:: Problem description ::
Please write the text of the items below as a JSON list of strings, one string per line, skipping blank lines and leaving out the pictures.

:: Record extracts ::
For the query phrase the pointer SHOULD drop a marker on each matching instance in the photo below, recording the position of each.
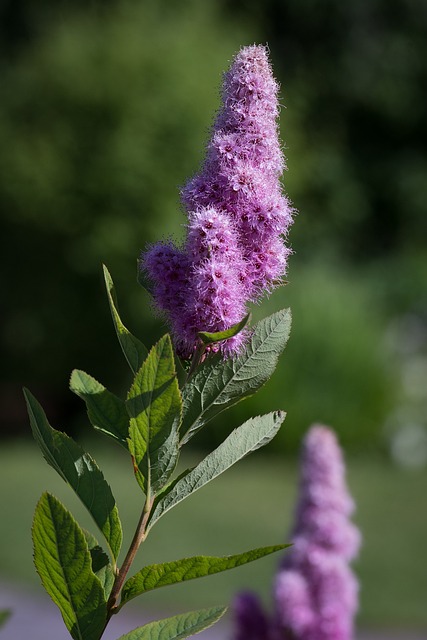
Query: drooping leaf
(251, 435)
(209, 338)
(154, 405)
(4, 616)
(101, 565)
(162, 575)
(219, 384)
(177, 627)
(80, 471)
(133, 349)
(63, 562)
(143, 279)
(106, 411)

:: Final answer ::
[
  "For the query phrase the pointer SHOULD drop a marker on each matching instance in the photo below, recording the position of each.",
  "Query: drooping leaf",
  "(251, 435)",
  "(209, 338)",
  "(154, 405)",
  "(4, 616)",
  "(101, 565)",
  "(162, 575)",
  "(219, 384)",
  "(177, 627)",
  "(80, 471)",
  "(133, 349)",
  "(63, 562)",
  "(143, 279)",
  "(106, 411)"
]